== CHALLENGE ==
Please put each line of the rows below into a Markdown table with two columns, No. and Line, numbering the lines in order and leaving out blank lines.

(Location identification items)
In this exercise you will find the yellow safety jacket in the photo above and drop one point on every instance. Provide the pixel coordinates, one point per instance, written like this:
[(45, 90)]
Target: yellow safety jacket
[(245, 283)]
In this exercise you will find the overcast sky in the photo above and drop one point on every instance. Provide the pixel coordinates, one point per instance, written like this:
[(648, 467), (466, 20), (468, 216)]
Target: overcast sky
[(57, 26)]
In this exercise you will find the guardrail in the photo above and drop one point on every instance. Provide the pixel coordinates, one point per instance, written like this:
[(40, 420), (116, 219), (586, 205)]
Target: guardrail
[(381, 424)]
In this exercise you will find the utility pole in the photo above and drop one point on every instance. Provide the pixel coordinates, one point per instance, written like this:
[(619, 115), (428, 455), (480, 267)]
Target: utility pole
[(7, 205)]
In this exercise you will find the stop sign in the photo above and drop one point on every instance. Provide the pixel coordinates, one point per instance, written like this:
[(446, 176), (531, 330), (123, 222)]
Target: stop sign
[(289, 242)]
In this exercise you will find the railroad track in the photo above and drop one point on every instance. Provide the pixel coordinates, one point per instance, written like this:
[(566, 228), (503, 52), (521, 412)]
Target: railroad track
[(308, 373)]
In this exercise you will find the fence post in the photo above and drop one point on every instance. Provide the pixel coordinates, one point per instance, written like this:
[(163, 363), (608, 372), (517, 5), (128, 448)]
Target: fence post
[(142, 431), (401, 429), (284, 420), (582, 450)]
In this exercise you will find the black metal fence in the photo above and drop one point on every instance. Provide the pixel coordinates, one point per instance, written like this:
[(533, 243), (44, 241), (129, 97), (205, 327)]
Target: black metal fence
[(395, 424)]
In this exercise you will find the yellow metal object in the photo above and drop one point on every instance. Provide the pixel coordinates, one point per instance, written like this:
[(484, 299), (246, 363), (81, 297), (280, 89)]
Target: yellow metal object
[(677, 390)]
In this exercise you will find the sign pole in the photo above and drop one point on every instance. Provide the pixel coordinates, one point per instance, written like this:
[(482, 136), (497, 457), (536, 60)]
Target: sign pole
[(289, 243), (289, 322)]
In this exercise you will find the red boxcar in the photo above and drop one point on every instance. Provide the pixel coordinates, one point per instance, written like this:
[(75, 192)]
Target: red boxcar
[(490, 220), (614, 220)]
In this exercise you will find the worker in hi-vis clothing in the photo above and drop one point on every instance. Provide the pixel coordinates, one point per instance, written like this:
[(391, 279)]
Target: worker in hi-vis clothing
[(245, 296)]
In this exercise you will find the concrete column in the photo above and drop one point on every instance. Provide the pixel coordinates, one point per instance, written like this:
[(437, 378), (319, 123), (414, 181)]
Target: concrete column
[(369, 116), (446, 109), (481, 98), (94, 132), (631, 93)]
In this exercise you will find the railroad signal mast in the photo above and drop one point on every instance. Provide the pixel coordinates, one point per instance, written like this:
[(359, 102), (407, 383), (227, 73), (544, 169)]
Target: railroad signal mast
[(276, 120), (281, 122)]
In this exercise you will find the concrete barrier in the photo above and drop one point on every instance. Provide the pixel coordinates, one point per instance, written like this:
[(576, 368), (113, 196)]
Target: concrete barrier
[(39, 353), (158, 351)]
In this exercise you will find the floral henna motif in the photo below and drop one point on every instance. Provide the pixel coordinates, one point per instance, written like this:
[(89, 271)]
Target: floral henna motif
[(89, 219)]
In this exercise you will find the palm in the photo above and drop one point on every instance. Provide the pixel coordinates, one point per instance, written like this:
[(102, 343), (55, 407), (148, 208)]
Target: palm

== RESPONSE TO THE EXERCISE ==
| No. | Line |
|---|---|
| 1 | In this exercise you will find the yellow safety jacket in the photo above and drop one point on every instance. Provide the pixel coordinates, one point per instance, written like this: |
| 2 | [(45, 90)] |
| 3 | Target: yellow safety jacket |
| 4 | [(245, 283)] |
| 5 | In this exercise you will find the overcast sky in the photo above and drop one point on every instance. Provide the pixel coordinates, one point per instance, written like this: |
| 6 | [(648, 467), (466, 20), (468, 216)] |
| 7 | Target: overcast sky |
| 8 | [(57, 26)] |
| 9 | In this exercise you will find the guardrail in the photo above and drop one point on every instance. Provide the pixel coordinates, one point per instance, written like this: |
| 10 | [(40, 420), (116, 219), (586, 205)] |
| 11 | Target: guardrail |
| 12 | [(381, 424)] |
| 13 | In this exercise you will find the utility pole in the photo above and drop one point on every instance. Provide the pixel coordinates, one point per instance, written like this: |
| 14 | [(619, 115), (428, 455), (480, 267)] |
| 15 | Target: utility pole |
| 16 | [(7, 205)] |
| 17 | In this exercise you will find the stop sign in the photo above and drop one point on every instance. Provide the pixel coordinates, one point per instance, written like this: |
| 18 | [(446, 176), (531, 330), (123, 222)] |
| 19 | Target: stop sign |
| 20 | [(289, 242)] |
| 21 | In this exercise you will find the railroad track in the photo above and drop one point on every instance. Provide the pixel coordinates, one point per instance, written like this: |
| 22 | [(566, 228), (503, 52), (521, 412)] |
| 23 | Target: railroad track |
| 24 | [(308, 373)] |
| 25 | In this exercise you will find the fence post in the photo above and drop one point on every instance. Provide the pixel coordinates, one point per instance, written like this: |
| 26 | [(163, 363), (608, 372), (517, 5), (128, 448)] |
| 27 | Target: fence post |
| 28 | [(142, 431), (401, 429), (284, 420), (582, 450)] |
| 29 | In this exercise you will find the black metal fence in the photo above and drop one point on every instance. Provide the pixel coordinates, one point per instance, written like this: |
| 30 | [(533, 243), (44, 241), (129, 97), (205, 327)] |
| 31 | Target: black metal fence |
| 32 | [(395, 424)] |
| 33 | In this exercise you will find the yellow metal object in the photo above and drop one point on every instance. Provide the pixel coordinates, one point per instance, written like this: |
| 34 | [(484, 299), (246, 363), (81, 297), (280, 89)] |
| 35 | Target: yellow metal object |
| 36 | [(677, 390)] |
| 37 | In this exercise you will find the sign pole in the photo above and drop one point on every instance. Provide the pixel coordinates, one point per instance, written like this: |
| 38 | [(482, 136), (497, 457), (536, 60)] |
| 39 | Target: sign pole |
| 40 | [(289, 243), (289, 322)] |
| 41 | In this exercise you will find the red boxcar in the photo above and drop one point on every instance. Provide the pixel coordinates, one point per instance, written like this: |
| 42 | [(75, 192)] |
| 43 | Target: red boxcar |
| 44 | [(490, 220), (614, 220)] |
| 45 | In this exercise you will find the worker in hi-vis clothing in the photo above and drop one point on every instance. Provide the pixel coordinates, one point per instance, written like this: |
| 46 | [(391, 279)] |
| 47 | Target: worker in hi-vis clothing |
| 48 | [(245, 296)] |
| 49 | In this exercise you will find the concrete column in the photo above and drop one point on every instance. Provide the pixel coordinates, one point per instance, written like this: |
| 50 | [(437, 378), (319, 123), (414, 181)] |
| 51 | Target: concrete column |
| 52 | [(369, 116), (446, 109), (481, 98), (94, 132), (631, 93)] |
| 53 | In this exercise you will find the railroad signal mast in the photo above and drop one point on every instance. Provide the pixel coordinates, one point per instance, written like this: |
| 54 | [(359, 102), (407, 383), (227, 73), (544, 169)] |
| 55 | Target: railroad signal mast |
| 56 | [(276, 120), (281, 122)] |
| 57 | In this exercise you will find the concrete barrier in the photo above and drop one point on every instance. Provide the pixel coordinates, one point per instance, written like this: |
| 58 | [(576, 368), (113, 196)] |
| 59 | Target: concrete barrier |
| 60 | [(39, 353), (158, 351)] |
| 61 | In this exercise you will find the floral henna motif in the photo below and drop one point on every instance. Provide the pixel coordinates, one point per instance, written like this: |
| 62 | [(89, 271)] |
| 63 | Target: floral henna motif |
| 64 | [(89, 219)] |
| 65 | In this exercise you will find the palm in the photo above and drop one point on every instance. Provide the pixel coordinates, one point per instance, written like this: |
| 66 | [(102, 343), (55, 407), (148, 208)] |
| 67 | Target: palm |